Horthy prepared for a more peaceful life in his family's estate, with his wife's approval.

Count Gyula Károlyi requested Horthy to come to Szeged to take part in the counter-revolution against and elimination of the communist regime from Hungary. On 1 March 1920, Horthy was later elected Regent of Hungary by the National Parliament at Budapest and Magdolna became styled "Her Serene Highness" (Hungarian: Főméltóságú Asszony).

==Under Horthy's Regency==

===The early years of the Regency===

In the next few years, the foremost goal of her life was to provide a safe and calm home for Miklós Horthy. Madam Horthy appeared in public extremely rarely. In essence, the family had a modest life when taking into account Horthy's position; the highest point of it was the annual garden-party. Their residence was in the Buda Castle when they were in Budapest and they took up nine rooms (of 814 in total). The Horthy family's retreat was at Kenderes Castle.

• [Excerpted records]
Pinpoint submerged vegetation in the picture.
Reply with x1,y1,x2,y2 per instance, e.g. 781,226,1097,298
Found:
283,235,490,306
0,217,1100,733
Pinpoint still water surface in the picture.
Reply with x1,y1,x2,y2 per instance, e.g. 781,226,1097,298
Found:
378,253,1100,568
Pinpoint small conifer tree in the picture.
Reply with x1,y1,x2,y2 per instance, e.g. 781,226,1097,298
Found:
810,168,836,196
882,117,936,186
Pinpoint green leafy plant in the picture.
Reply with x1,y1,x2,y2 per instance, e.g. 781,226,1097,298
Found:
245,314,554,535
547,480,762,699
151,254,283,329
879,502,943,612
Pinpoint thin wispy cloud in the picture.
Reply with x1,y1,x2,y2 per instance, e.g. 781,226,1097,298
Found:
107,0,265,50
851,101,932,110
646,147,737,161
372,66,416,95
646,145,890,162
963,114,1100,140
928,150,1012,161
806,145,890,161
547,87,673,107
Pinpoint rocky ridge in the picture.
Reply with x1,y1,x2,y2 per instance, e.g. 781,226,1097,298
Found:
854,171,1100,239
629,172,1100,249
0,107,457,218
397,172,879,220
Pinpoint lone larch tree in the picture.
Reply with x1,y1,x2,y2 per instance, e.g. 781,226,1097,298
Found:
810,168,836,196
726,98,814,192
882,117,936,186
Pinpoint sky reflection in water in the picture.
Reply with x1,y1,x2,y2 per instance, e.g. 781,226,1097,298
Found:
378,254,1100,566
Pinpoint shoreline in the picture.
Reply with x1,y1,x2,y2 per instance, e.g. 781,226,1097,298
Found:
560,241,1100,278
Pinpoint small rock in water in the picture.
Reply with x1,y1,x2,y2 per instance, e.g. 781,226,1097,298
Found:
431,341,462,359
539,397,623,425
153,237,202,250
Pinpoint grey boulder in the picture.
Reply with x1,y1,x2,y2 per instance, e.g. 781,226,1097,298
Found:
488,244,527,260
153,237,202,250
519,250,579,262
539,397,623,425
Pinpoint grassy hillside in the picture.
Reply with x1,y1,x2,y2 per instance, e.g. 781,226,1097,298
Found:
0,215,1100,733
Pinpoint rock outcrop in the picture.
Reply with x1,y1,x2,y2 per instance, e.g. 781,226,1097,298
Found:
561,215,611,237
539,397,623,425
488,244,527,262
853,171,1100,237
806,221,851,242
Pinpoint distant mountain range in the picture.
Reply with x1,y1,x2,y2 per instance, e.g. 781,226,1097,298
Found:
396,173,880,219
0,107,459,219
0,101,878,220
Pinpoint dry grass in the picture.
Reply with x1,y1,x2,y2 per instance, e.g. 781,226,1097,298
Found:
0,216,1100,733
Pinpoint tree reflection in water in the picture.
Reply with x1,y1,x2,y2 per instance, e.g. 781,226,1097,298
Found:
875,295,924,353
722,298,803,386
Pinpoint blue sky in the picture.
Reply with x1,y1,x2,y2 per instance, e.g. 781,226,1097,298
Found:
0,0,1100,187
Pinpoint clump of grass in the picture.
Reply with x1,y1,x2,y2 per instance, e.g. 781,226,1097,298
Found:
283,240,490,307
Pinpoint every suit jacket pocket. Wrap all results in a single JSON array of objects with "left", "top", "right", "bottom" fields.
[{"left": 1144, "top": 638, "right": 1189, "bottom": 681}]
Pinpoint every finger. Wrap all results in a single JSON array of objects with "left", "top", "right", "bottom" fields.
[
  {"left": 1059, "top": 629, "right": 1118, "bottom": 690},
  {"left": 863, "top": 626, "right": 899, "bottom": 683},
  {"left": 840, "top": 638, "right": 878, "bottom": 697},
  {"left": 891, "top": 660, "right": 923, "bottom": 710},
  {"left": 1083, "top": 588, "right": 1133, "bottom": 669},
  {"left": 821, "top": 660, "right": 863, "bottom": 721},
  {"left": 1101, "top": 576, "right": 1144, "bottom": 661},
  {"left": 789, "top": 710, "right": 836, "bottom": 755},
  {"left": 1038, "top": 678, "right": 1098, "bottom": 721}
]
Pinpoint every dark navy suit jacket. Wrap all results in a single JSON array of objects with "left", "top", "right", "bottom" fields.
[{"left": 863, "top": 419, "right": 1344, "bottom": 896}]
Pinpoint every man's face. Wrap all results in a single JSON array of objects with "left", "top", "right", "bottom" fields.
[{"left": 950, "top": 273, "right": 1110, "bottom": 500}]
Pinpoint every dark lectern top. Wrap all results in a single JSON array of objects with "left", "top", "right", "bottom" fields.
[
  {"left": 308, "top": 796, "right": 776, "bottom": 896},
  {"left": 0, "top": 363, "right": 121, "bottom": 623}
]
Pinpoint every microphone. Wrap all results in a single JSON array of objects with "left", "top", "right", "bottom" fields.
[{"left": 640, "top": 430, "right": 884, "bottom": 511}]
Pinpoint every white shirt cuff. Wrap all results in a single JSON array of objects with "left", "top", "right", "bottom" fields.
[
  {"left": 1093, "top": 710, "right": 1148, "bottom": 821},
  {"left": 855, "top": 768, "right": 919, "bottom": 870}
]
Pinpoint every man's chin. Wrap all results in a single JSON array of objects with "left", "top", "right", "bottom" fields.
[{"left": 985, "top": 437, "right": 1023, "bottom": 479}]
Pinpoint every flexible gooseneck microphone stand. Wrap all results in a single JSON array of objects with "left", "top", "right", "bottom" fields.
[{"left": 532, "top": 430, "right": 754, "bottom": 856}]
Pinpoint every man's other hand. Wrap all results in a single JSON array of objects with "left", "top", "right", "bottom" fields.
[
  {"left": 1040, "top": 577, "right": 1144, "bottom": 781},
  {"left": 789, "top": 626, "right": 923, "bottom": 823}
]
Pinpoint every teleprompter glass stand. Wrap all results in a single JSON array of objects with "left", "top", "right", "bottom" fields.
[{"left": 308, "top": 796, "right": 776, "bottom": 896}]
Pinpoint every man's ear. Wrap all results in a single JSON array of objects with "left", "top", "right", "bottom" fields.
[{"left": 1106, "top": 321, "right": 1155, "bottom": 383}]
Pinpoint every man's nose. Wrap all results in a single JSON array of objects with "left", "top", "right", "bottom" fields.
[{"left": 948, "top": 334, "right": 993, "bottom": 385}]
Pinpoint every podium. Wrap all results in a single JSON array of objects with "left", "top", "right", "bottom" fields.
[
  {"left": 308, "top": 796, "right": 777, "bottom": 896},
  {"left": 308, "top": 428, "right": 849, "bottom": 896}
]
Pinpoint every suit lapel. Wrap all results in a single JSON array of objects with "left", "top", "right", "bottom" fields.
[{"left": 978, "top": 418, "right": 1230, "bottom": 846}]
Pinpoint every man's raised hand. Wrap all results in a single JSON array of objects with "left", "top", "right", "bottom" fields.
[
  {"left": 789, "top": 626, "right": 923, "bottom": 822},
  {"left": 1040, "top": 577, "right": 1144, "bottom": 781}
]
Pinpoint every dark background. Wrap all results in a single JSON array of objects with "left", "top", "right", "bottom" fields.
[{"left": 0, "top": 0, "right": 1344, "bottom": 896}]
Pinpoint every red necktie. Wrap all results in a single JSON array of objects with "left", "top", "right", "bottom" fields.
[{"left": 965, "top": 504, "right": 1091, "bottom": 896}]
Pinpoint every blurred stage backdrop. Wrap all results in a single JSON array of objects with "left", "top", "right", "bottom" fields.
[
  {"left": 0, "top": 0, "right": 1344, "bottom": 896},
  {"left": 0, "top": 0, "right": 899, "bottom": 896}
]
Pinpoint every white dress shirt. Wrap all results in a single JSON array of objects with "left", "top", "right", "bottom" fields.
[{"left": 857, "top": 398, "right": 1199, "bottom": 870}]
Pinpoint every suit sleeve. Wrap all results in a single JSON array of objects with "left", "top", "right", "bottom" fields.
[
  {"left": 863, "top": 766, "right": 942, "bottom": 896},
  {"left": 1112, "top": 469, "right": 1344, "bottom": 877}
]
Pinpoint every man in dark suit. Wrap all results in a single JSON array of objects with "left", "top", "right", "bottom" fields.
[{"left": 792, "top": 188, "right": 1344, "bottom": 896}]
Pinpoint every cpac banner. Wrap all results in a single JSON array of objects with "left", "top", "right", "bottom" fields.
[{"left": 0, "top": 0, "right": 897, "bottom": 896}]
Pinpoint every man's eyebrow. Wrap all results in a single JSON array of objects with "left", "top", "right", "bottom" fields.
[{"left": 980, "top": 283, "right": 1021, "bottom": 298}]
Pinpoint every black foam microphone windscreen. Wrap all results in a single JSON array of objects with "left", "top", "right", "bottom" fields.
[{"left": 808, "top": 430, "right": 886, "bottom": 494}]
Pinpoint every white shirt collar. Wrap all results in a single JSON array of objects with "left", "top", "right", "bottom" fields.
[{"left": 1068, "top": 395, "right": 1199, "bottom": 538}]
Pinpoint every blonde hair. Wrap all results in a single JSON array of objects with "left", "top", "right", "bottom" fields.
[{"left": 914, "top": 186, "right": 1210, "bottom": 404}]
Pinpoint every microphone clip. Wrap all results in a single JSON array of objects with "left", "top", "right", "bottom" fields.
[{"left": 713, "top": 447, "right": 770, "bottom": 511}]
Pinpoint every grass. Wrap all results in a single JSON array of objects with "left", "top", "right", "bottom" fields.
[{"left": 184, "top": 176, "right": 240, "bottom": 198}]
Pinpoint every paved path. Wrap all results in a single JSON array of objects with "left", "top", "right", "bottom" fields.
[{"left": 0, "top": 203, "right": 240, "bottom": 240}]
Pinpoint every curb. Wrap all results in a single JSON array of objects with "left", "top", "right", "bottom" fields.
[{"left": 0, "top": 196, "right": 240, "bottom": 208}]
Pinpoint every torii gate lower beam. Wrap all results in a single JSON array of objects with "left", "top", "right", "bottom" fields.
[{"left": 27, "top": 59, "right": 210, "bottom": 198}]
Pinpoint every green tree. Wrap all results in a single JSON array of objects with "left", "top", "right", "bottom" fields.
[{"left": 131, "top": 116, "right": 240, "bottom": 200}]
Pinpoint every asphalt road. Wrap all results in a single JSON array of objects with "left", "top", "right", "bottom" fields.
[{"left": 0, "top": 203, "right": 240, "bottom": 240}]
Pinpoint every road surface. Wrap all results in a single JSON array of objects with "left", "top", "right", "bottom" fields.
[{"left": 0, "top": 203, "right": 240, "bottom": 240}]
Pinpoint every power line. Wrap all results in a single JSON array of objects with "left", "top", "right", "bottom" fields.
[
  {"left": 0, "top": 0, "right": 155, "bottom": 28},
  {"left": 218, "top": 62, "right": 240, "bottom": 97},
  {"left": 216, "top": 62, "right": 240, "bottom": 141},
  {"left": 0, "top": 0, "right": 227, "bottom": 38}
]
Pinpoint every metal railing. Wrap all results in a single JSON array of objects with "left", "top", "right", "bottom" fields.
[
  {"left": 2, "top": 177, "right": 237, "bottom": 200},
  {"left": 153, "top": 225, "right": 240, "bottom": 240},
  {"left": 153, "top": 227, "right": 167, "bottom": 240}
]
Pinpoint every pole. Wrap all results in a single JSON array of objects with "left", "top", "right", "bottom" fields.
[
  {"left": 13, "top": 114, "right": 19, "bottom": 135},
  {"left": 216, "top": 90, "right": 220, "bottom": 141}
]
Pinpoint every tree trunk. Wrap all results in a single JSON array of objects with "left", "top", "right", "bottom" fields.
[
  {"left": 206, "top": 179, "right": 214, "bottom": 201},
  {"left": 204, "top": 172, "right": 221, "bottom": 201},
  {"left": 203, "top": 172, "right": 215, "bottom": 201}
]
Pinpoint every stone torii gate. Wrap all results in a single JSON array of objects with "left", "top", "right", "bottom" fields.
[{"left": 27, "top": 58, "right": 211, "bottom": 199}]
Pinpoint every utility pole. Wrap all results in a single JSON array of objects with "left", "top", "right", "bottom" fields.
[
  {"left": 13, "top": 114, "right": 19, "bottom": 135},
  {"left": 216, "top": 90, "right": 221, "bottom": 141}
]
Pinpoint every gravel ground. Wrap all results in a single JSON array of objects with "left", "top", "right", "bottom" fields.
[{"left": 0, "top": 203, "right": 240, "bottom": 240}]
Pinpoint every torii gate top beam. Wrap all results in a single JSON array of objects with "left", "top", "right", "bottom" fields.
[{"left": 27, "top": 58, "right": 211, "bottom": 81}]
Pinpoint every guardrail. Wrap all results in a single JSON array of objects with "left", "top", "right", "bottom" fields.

• [Problem requirements] Revise the Horthy excerpt starting at "Count Gyula Károlyi" and ending at "at Kenderes Castle.", putting "yearly" in place of "annual". The entries were taken from a separate source.

• [Answer space]
Count Gyula Károlyi requested Horthy to come to Szeged to take part in the counter-revolution against and elimination of the communist regime from Hungary. On 1 March 1920, Horthy was later elected Regent of Hungary by the National Parliament at Budapest and Magdolna became styled "Her Serene Highness" (Hungarian: Főméltóságú Asszony).

==Under Horthy's Regency==

===The early years of the Regency===

In the next few years, the foremost goal of her life was to provide a safe and calm home for Miklós Horthy. Madam Horthy appeared in public extremely rarely. In essence, the family had a modest life when taking into account Horthy's position; the highest point of it was the yearly garden-party. Their residence was in the Buda Castle when they were in Budapest and they took up nine rooms (of 814 in total). The Horthy family's retreat was at Kenderes Castle.